INPUT MATERIAL =
[START]

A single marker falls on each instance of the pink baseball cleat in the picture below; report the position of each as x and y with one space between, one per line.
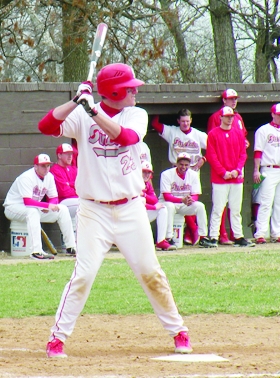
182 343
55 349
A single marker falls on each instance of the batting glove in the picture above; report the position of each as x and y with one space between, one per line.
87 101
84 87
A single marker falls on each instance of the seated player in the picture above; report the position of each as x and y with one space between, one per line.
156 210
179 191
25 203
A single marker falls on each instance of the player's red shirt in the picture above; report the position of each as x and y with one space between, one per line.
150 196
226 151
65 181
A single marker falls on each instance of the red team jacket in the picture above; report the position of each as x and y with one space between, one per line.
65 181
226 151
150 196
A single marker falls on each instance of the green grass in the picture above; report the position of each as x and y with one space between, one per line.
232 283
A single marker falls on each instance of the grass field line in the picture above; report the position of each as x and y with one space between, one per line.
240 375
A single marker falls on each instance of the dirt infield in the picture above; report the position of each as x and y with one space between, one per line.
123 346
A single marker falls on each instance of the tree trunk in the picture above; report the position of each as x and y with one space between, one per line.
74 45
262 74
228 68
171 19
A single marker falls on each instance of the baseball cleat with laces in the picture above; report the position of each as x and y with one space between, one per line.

[END]
[START]

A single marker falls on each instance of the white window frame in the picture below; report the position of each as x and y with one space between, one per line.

[END]

Copy out the lines from the one containing "A single marker falls on each instance of the pink" through the one containing "A single marker falls on each instance of the baseball", replacing "tree trunk" with "tree stump" and leaving everything else unchanged. Omit the pictures from your answer.

ANSWER BELOW =
A single marker falls on each instance of the pink baseball cleat in the picture below; report the position of each as x and y with one space between, one per line.
182 343
55 349
A single marker falls on each instance of the batting glove in the picture above; report the position of each as x and y with one space between, one per line.
87 101
84 87
A single marker falls on each instance of the seated player in the picture above; report the position of each as x and y with one space between, one per line.
156 210
179 191
25 203
A single marker falls on each instance of the player's red shirt in the picture above; report the position of each as x and y with one space between, one per line.
150 196
226 151
65 181
A single marker falls on each instance of the red team jacket in the picture above; report the position of each as x and y with one space between, one per line.
65 181
226 151
150 196
A single marker falls on each instance of the green grass in the picture above; report the position of each as x and y with one space between, one per line.
232 283
A single marker falls on each instance of the grass field line in the picture above; report the position of each as x and y with one space between, one per line.
240 375
A single marker falls on each instance of the dirt infield in the picture above; report the position of each as x and y with one space between, one per line.
123 346
A single marker falls on each instance of the tree stump in the picture above; report the position of each as x and y with one space between, one per line.
74 45
262 74
228 68
171 19
A single marker falls on each instance of the baseball cleat with laces in the picture above; report the position of each as x and y with one space between, one per line.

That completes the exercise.